_Task list:_
a: In the podcast excerpt, what tariff rate did Biden impose last year on Chinese semiconductors?
b: Summarize the podcast excerpt in two sentences.
c: Reproduce word for word everything in the podcast excerpt from "First, let’s talk" down to "of economic war.".

_Excerpt provided:_
This is your Beijing Bytes: US-China Tech War Updates podcast.
Hey tech-heads, Ting here with your hot-off-the-press Beijing Bytes: US-China Tech War Updates for June 21, 2025. Buckle up—because this week in the US-China tech clash has been a wild, high-voltage ride.
First, let’s talk cybersecurity. While specific hacks haven’t grabbed headlines these past days, the undercurrent of digital espionage has stayed at a fever pitch, with both sides reportedly digging deeper into cyber defense and targeting rival industry secrets. The real battleground, though, has been policy—think less Matrix, more chessboard.
Over in Washington, President Trump—yes, back for round two—dropped a bombshell by signing an executive order exempting a swath of Chinese electronics from the whopping 125% reciprocal tariffs. That covers computers, smartphones, SSD drives, semiconductors, you name it. But don’t start celebrating just yet, Xiaomi and Lenovo fans—the 20% Trump-era tariff still bites, and Biden’s 50% tariff on Chinese semiconductors imposed last year is absolutely still in place. The message? Essential tech may skate by, but chips remain a weapon of economic war.
Meanwhile, China’s playing the long game. Beijing’s $143 billion semiconductor self-sufficiency campaign is in full force, pouring cash into homegrown fabs and R&D centers, while US Congress’s CHIPS Act keeps the American silicon sector on government life support. The race is on for tech independence, and neither side wants to blink first.

_Data under study:_

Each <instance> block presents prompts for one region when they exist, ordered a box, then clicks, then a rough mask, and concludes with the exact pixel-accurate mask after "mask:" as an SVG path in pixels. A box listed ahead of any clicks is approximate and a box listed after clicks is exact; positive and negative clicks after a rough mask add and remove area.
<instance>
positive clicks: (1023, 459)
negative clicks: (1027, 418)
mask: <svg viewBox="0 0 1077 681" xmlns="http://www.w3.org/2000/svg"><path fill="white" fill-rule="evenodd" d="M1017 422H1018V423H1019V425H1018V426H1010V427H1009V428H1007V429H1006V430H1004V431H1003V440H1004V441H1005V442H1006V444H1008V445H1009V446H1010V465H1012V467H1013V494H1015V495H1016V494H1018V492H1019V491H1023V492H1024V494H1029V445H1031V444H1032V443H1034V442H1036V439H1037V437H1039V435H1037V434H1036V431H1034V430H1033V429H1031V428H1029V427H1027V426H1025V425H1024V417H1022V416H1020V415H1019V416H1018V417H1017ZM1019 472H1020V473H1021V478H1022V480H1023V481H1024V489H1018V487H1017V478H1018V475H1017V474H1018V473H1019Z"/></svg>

_Outputs for the tasks:_
a: Biden imposed a 50% tariff on Chinese semiconductors.

b: The June 21, 2025 episode says the US-China tech clash has been fought mainly through policy, while digital espionage has continued at a fever pitch. President Trump exempted many Chinese electronics from the 125% reciprocal tariffs, but a 20% tariff and Biden's 50% semiconductor tariff remain in place, and China is pursuing a $143 billion semiconductor self-sufficiency campaign while the US CHIPS Act supports the American silicon sector.

c:
First, let’s talk cybersecurity. While specific hacks haven’t grabbed headlines these past days, the undercurrent of digital espionage has stayed at a fever pitch, with both sides reportedly digging deeper into cyber defense and targeting rival industry secrets. The real battleground, though, has been policy—think less Matrix, more chessboard.
Over in Washington, President Trump—yes, back for round two—dropped a bombshell by signing an executive order exempting a swath of Chinese electronics from the whopping 125% reciprocal tariffs. That covers computers, smartphones, SSD drives, semiconductors, you name it. But don’t start celebrating just yet, Xiaomi and Lenovo fans—the 20% Trump-era tariff still bites, and Biden’s 50% tariff on Chinese semiconductors imposed last year is absolutely still in place. The message? Essential tech may skate by, but chips remain a weapon of economic war.